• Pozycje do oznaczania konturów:

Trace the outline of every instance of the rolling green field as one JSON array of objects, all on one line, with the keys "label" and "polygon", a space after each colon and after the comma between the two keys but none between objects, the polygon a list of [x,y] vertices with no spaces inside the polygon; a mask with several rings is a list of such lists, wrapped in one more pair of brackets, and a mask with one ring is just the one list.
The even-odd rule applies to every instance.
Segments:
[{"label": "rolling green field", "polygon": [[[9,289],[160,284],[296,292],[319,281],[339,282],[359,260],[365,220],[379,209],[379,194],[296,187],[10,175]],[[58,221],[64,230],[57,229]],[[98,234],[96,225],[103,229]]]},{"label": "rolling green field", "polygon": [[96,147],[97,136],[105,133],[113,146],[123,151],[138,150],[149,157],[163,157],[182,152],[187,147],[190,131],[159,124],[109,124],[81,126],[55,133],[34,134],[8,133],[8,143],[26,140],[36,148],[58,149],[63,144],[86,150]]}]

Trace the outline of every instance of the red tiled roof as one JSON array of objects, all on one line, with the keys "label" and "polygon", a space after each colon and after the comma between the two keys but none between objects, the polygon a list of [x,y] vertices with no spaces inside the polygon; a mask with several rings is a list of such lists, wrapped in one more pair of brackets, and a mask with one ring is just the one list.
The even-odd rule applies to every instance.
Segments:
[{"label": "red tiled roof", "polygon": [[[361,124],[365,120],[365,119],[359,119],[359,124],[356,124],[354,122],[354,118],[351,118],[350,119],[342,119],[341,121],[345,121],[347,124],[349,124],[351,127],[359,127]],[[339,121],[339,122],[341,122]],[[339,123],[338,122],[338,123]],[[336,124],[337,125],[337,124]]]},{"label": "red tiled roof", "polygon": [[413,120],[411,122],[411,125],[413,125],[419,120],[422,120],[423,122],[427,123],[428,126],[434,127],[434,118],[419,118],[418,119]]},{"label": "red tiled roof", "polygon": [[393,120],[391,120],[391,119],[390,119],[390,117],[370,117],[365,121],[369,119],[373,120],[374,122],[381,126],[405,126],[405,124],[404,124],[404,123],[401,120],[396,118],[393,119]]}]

• Cel ćwiczenia:
Przepisz cały powyższy materiał, zastępując wyraz „Segments” wyrazem „Masks”. Pozostałą treść pozostaw bez zmian.

• Poprawny wynik:
Trace the outline of every instance of the rolling green field as one JSON array of objects, all on one line, with the keys "label" and "polygon", a space after each colon and after the comma between the two keys but none between objects, the polygon a list of [x,y] vertices with no spaces inside the polygon; a mask with several rings is a list of such lists, wrapped in one more pair of brackets, and a mask with one ring is just the one list.
The even-odd rule applies to every instance.
Masks:
[{"label": "rolling green field", "polygon": [[[9,289],[160,284],[296,292],[319,281],[339,282],[359,260],[365,220],[379,209],[379,194],[296,187],[10,175]],[[58,221],[64,230],[57,229]],[[98,234],[96,225],[103,229]]]},{"label": "rolling green field", "polygon": [[96,147],[97,136],[105,133],[113,146],[123,151],[138,150],[149,157],[163,157],[182,152],[187,147],[190,131],[159,124],[109,124],[81,126],[55,133],[34,134],[8,133],[8,143],[26,140],[36,148],[58,149],[63,144],[86,150]]}]

Trace the outline of every instance of the red tiled roof as one JSON array of objects, all on one line, with the keys "label" and "polygon", a space after each colon and after the comma between the two keys but none between objects, the polygon a list of [x,y] vertices with no spaces inside the polygon; a mask with several rings is a list of such lists, wrapped in one more pair of brackets, and a mask with one ring is just the one list.
The even-odd rule applies to every instance.
Masks:
[{"label": "red tiled roof", "polygon": [[[361,124],[365,120],[365,119],[359,119],[359,124],[356,124],[354,122],[354,118],[351,118],[350,119],[342,119],[341,121],[345,121],[347,124],[349,124],[351,127],[359,127]],[[339,121],[339,122],[341,122]],[[339,123],[338,122],[338,123]],[[336,124],[337,125],[337,124]]]},{"label": "red tiled roof", "polygon": [[413,120],[411,122],[411,125],[413,125],[419,120],[422,120],[423,122],[427,123],[428,126],[434,127],[434,118],[419,118],[418,119]]},{"label": "red tiled roof", "polygon": [[393,120],[391,120],[391,119],[390,119],[390,117],[370,117],[365,121],[369,119],[373,120],[374,122],[381,126],[405,126],[405,124],[404,124],[404,123],[401,120],[396,118],[393,119]]}]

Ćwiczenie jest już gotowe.